# [SELECTED EXCERPT]
▼▼▼
Madhwanama is a special composition on Madhvacharya (kulaguru of madhvas) which is written by Sripadaraja.

Significance
Madhvanama tells about the three avataras of our lord Mukyaprana (vayu): Mukhyaprana, Hanuman, Bhima and Madhvacharya

Sections

Mukhyaprana
He is the moolarupra (main rupa of vayu) and the one who gives support to the entire universe. there are 4 stanzas praising Mukhyaprana in this section.

Hanuman
Hanuman is the first Avatara of Mukhyaprana/Vayu. He was born in Treta Yuga and was a great devotee of lord Rama. And helped lord rama till how much he could. There are 7 stanzas praising lord Hanuman in this section.

Bhima
Bhima was the strongest of all in Dvapara Yuga. He was one of the pandavas. He killed many bad demons. There are 11 stanzas praising Bhima in this section.
▲▲▲
# [RECORDED DATA]
▼▼▼
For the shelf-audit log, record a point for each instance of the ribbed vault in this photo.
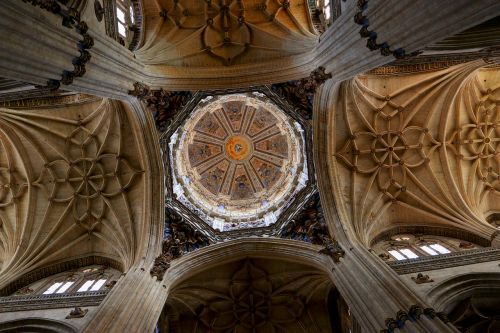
(209, 34)
(417, 149)
(72, 183)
▲▲▲
# [WHAT YOU SHOULD DO]
Retype the passage on Madhwanama word for word, beginning at the words "Significance" and stopping after "Mukhyaprana in this section.". Nothing in the listing is needed here.

# [SOLVED PROBLEM]
Significance
Madhvanama tells about the three avataras of our lord Mukyaprana (vayu): Mukhyaprana, Hanuman, Bhima and Madhvacharya

Sections

Mukhyaprana
He is the moolarupra (main rupa of vayu) and the one who gives support to the entire universe. there are 4 stanzas praising Mukhyaprana in this section.